* Your task
Reproduce, word for word, every line starting at the line that contains "In this exercise you will locate the blurred green" and ending with the final line of the entries.

* Extracted material
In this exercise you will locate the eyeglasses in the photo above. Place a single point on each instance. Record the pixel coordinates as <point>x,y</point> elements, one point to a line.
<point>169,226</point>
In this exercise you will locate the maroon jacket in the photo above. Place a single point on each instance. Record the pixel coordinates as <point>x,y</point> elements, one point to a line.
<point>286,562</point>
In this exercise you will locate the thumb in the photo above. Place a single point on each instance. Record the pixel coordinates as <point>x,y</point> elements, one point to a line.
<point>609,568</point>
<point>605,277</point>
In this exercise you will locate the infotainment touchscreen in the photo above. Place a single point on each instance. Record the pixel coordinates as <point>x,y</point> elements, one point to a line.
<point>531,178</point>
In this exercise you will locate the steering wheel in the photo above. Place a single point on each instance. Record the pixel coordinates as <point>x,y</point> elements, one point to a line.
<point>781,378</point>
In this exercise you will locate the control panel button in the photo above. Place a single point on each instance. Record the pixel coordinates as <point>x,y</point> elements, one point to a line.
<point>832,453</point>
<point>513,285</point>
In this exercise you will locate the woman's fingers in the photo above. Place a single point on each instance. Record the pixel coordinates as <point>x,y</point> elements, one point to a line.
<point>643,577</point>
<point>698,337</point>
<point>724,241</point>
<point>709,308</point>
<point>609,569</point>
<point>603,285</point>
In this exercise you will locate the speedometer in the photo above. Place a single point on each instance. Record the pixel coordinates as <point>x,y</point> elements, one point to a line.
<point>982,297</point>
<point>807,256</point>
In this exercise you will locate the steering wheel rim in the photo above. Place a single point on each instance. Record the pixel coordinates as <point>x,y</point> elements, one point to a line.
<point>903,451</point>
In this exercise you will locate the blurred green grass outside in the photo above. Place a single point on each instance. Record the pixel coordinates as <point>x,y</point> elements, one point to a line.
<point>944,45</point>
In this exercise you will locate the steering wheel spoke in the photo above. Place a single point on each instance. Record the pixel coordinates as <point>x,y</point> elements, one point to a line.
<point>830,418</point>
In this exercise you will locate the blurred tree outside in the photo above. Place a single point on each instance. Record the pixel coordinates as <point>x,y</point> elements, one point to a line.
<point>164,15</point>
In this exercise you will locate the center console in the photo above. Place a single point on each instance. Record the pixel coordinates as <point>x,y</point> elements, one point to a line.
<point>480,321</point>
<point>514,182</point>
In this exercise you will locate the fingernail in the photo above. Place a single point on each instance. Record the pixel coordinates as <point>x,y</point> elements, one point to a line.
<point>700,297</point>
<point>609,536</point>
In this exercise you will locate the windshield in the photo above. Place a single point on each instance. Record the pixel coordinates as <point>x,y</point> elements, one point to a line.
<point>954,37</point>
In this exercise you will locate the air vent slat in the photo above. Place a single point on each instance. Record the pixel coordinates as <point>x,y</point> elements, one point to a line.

* Answer section
In this exercise you will locate the blurred green grass outside in the photo above. Place a single point on each instance. Record the pixel coordinates as <point>x,y</point> elements, one point to a line.
<point>944,45</point>
In this exercise you will locate the steering wheel spoke in the photo above. Place a single point on each instance. Record the pixel coordinates as <point>x,y</point> elements, one point to a line.
<point>830,418</point>
In this exercise you will locate the blurred tree outside in the photo above. Place a single point on each instance. Record the pixel coordinates as <point>x,y</point> elements, one point to a line.
<point>164,15</point>
In this exercise you will locate the center console in the photo above. Place a single point on each instance. Record the pixel coordinates as <point>x,y</point> elements, one point to a line.
<point>480,321</point>
<point>514,182</point>
In this exercise you will locate the fingernail in the photo above. Place a single point on each instance. Record the pixel coordinates as <point>x,y</point> elements, one point to a line.
<point>700,297</point>
<point>609,536</point>
In this exercise you will locate the windshield in the photo above. Place a single point on each instance. Record the pixel coordinates as <point>x,y</point> elements, one point to a line.
<point>954,37</point>
In this exercise you will locate the air vent slat in the photo above. Place a single point on each instance. Record the pixel coordinates as <point>x,y</point> elements, one point to a line.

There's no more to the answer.